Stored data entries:
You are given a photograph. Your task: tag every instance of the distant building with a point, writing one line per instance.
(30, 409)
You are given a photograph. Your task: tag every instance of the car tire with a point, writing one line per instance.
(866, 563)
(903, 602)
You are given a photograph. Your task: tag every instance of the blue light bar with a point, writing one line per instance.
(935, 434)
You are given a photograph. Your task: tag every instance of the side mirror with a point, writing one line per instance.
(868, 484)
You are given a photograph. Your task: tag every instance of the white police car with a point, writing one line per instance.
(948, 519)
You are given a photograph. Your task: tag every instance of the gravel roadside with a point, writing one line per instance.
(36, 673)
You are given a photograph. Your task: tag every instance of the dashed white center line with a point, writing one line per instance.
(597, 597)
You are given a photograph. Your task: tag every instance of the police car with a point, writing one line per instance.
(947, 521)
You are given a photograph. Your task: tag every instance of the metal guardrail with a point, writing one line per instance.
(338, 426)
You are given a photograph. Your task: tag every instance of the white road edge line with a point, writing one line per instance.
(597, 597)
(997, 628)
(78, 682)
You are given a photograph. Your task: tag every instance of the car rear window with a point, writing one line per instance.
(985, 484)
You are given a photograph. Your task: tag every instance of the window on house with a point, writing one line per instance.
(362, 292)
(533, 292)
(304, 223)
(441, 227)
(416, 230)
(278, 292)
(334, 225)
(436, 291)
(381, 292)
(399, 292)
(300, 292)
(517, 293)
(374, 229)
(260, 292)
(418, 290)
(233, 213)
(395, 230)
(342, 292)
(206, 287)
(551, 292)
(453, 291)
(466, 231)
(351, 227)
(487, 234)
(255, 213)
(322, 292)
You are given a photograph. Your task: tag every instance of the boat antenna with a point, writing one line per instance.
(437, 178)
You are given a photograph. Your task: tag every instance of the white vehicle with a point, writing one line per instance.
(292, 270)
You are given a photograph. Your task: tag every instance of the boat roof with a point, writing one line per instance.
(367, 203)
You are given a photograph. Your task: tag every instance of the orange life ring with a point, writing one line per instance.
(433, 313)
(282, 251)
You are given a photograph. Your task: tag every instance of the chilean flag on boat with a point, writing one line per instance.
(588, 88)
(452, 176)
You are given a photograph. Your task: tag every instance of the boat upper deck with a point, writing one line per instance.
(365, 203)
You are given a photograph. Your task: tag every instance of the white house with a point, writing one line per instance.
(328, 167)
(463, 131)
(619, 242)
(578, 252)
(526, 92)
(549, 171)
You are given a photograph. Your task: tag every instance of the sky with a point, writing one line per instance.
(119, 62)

Your instructions: Begin with the line that contains "the sky with" and set down each line exactly until the records above end, including the final line.

Answer section:
You are given a photograph. Your task: tag every instance of the sky with a point, writing one line per instance.
(119, 62)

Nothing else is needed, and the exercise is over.